L’articolo è una analisi tra le migliori che si siano lette negli ultimi tempi sul tema. Giovanna Lentini si chiede se sia “solo colpa della pubblicità tagliata dalla crisi” o dipenda anche da “carenze di strategia costruttiva da parte degli editori?”. Non si chiede, purtroppo, quale sia stato l’effetto dell’ingresso di Sky nel mercato pubblicitario italiano, soggetto al principio dei vasi comunicanti per tutti tranne che per Fedele Confalonieri e, da ultimo, anche per gli uomini di Murdoch. E dismette,, con eccessiva sufficienza, il problema delle rassegne stampa, che invece è una importante causa del calo delle vendite di giornali in Italia.

L’analisi comincia dal  Sole24Ore, dove i giornalisti, all’assemblea di bilancio della società editrice, hanno “giudicato grave il continuo avvicendamento ai vertici della società che dimostra l’incapacità di chi governa l’azienda di assumere decisioni che abbiano una prospettiva di medio-lungo periodo” e hanno chiesto “all’azionista di definire la fisionomia del gruppo. Parole come pietre, per l’ad Donatella Treu che sta “presidiando il mondo digitale”. Il quotidiano nonostante la cura di Roberto Napoletano, non riesce a sfondare quota 266mila copie e il saldo dal cambio di testimone con Gianni Riotta è di meno di 700 copie in più”. Nel caso del Sole 24 Ore i commentatori, che in genere sono giornalisti e quindi coerenti con i loro miti, si ostinano a collegare le vendite con la linea politica, mentre  bisogna sempre ricordare che il Sole 24 Ore ha un suo mercato di professionisti che leggono, con l’avidità con cui una volta le cameriere leggevano i fotoromanzi, i commi e le virgole di regolamenti tributari e sentenze di Cassazione incomprensibili ai più. Il bel corredo di articoli e la ricchezza informativa sono un optional, che il Sole 24 Ore si poteva permettere negli anni d’oro, ma che influiscono poco sulla diffusione del giornale, il cui primo concorrente è invece internet.

Osserva ancora e giustamente Lentini che “‘aumento del prezzo a 1,50 euro, che ha dato al Sole il primato di quotidiano più caro d’Italia, non ha aiutato le vendite, ma ha sostenuto il fatturato”. Non appare allegra la situazione del gruppo editoriale della Confindustria, che solo pochi anni fa entrava in Borsa sull’ala di progetti esttemamente ambiziosi. Ora, “esauriti i tagli, si è passati ai contratti di solidarietà. Ma i conti ancora non tornano: nell’ultimo triennio l’editrice ha perso 100 milioni, 10 dei quali nel 2011”. Se uno avesse voglia di fare una ricerca un po’ approfondita su tutta la vicenda, ne verrebbe un piccolo capolavoro di giallistica industriale.

:::

Compito scritto 1
Restituisci senza alcuna modifica il tratto del testo sulle vendite dei quotidiani che va da "L’articolo è una" fino a "giornali in Italia.".
Compito scritto 2
Porta avanti il testo sulle vendite dei quotidiani, cominciando subito dopo la sua ultima frase.
I record non hanno alcun ruolo in questo lavoro.

:::

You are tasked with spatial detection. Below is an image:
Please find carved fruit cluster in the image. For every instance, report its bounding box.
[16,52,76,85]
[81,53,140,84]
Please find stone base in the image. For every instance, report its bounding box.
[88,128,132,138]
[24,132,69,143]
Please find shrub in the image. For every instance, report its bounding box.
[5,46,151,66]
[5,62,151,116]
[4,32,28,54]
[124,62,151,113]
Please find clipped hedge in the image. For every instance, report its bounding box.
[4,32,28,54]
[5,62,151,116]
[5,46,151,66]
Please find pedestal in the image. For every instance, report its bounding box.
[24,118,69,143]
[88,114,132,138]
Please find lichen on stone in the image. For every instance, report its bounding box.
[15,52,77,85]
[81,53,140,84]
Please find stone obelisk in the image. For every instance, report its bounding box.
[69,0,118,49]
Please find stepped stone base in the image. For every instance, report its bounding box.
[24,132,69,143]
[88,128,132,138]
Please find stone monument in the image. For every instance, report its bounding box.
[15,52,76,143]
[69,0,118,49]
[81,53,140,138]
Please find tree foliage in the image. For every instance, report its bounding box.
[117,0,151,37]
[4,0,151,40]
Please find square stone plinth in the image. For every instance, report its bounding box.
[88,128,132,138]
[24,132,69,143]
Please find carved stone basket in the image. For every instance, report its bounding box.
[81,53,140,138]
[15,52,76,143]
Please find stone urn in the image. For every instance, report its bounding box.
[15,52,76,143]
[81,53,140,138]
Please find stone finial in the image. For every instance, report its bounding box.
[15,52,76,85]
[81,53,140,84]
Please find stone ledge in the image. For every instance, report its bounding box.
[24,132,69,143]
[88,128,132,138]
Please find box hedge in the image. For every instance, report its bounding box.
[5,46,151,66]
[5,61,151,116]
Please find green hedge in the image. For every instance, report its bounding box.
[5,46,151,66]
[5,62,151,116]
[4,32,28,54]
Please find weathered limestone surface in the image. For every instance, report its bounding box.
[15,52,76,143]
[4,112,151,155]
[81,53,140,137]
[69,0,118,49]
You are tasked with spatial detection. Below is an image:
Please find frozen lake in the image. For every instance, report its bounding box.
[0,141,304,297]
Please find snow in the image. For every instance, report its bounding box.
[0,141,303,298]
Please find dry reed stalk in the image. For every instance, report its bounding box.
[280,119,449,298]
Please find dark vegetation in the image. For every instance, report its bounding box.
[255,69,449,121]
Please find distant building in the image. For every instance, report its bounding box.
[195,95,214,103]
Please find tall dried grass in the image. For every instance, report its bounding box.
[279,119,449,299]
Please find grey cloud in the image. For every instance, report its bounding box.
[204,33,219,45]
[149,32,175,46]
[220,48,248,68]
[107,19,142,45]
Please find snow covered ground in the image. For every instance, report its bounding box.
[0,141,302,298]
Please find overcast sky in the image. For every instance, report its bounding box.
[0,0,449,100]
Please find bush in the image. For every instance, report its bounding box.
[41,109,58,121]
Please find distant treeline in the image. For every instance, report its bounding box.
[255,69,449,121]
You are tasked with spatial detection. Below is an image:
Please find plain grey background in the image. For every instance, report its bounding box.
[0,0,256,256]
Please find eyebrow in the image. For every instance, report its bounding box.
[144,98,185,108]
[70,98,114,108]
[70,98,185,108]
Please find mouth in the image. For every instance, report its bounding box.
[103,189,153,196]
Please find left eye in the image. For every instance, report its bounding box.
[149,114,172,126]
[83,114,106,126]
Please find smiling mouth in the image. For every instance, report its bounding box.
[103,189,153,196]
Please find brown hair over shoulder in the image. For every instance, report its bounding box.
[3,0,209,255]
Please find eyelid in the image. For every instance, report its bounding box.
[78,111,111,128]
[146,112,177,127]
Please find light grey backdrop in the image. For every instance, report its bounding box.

:::

Risultato atteso 1
L’articolo è una analisi tra le migliori che si siano lette negli ultimi tempi sul tema. Giovanna Lentini si chiede se sia “solo colpa della pubblicità tagliata dalla crisi” o dipenda anche da “carenze di strategia costruttiva da parte degli editori?”. Non si chiede, purtroppo, quale sia stato l’effetto dell’ingresso di Sky nel mercato pubblicitario italiano, soggetto al principio dei vasi comunicanti per tutti tranne che per Fedele Confalonieri e, da ultimo, anche per gli uomini di Murdoch. E dismette,, con eccessiva sufficienza, il problema delle rassegne stampa, che invece è una importante causa del calo delle vendite di giornali in Italia.

Risultato atteso 2
La situazione, prosegue Lentini, non è migliore al Corriere della Sera e alla Gazzetta, dove la preoccupazione “delle lotte di potere [prevale su quella per] la disaffezione dei lettori”.  In realtà le copie perse dal Corriere da gennaio 2011 a gennaio 2012 sono molto meno di quelle perse negli anni passati, a cominciare dall’outin di Paolo Mieli quando era direttore a favore della sinistra.  In realtà, più che le 7.904 copie perse su base annua, sono un brutto segno le 5.683 perse “da settembre in poi, in piena crisi politica ed economica”. Ma nei confronti del Governo di Salute Pubblica presieduto da Mario Monti il Corriere ha tenuto un atteggiamento troppo mite, così come con il Governo Berlusconi non nascondeva nulla sui dettagli del bunga bunga ma non rappresentava in modo coerente il patimenti dei ceti medi suoi lettori e già tartassati, senza strombazzamenti ma con pari efficacia, da Giulio Tremonti.

Lentini rileva che anche peggio è andata con la Gazzetta dello Sport, che “a gennaio rifletteva un calo annuo di oltre 30mila copie” e attribuisce la principale responsabilità del calo alle “scelte dei manager, con oltre 20mila copie bruciate dopo l’aumento del prezzo di luglio”.

Qui Lentini tocca un punto chiave che è la sensibilità dei lettori al prezzo. C’è un indice molto empirico ma efficacissimo, il rapporto tra prezzo del giornale e di una tazzina di caffé al bar: mai i due valori sono stati così disallineati, in un’epoca in cui siamo sommersi di informazione gratuita. Tutti pensano ovviamente a Internet, mentre nessuno pensa alla Tv, che con Sky Tg 24 e Rai News sforna notizie senza interruzione.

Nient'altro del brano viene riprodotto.